[Exercise passage — start]
Tears, sighs as 2026 Olympics host named

Jubilation for the winners from Italy. A shrug of indifference by the losers from Sweden.

Milan and Cortina d'Ampezzo are promising an Italian Olympics packed with style after winning the right to stage the 2026 Winter Games.

Milan earned 47 votes from the International Olympic Committee membership, compared to Stockholm's 34, prompting loud celebrations from the bid team, which had earlier included Prime Minister Giuseppe Conte.

"Italy, the future and sport have won," Italy's Deputy Prime Minister Matteo Salvini said back in Italy.

"Thanks to those who believed in it right away, especially in the Municipalities and Regions, and a pity for those who gave up.

"There will be at least $8.2 billion in added value, 20,000 jobs, as well as many new roads and sports facilities. With the Winter Olympics we will confirm our excellence and our skills to the world."

Milan and Stockholm were the only candidates left after four other cities - Switzerland's Sion, Japan's Sapporo, Austria's Graz and 1988 hosts Calgary in Canada - had dropped out of the race with concerns over the size and cost of the event.
[Exercise passage — finish]
[Provided data — start]
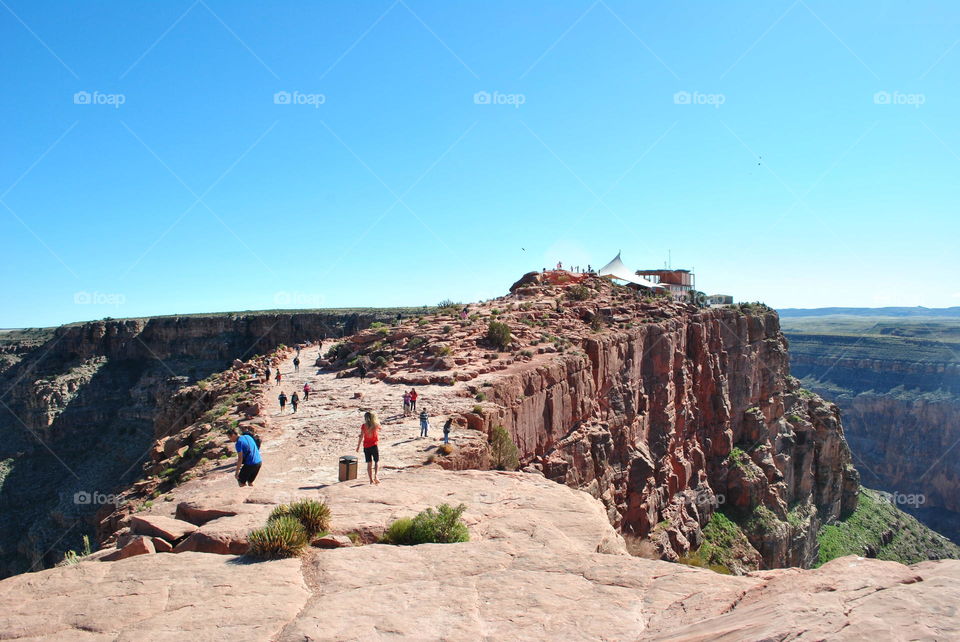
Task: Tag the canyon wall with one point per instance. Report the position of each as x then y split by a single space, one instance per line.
80 412
901 413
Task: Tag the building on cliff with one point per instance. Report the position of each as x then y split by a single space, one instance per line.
718 300
679 282
617 270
[Provided data — finish]
(Problems to work on):
**A.** In the 2026 Olympics article, how many IOC votes did Stockholm receive?
**B.** Repeat the 2026 Olympics article from "Milan earned 47" to "who gave up.".

(Answer set):
**A.** 34

**B.**
Milan earned 47 votes from the International Olympic Committee membership, compared to Stockholm's 34, prompting loud celebrations from the bid team, which had earlier included Prime Minister Giuseppe Conte.

"Italy, the future and sport have won," Italy's Deputy Prime Minister Matteo Salvini said back in Italy.

"Thanks to those who believed in it right away, especially in the Municipalities and Regions, and a pity for those who gave up.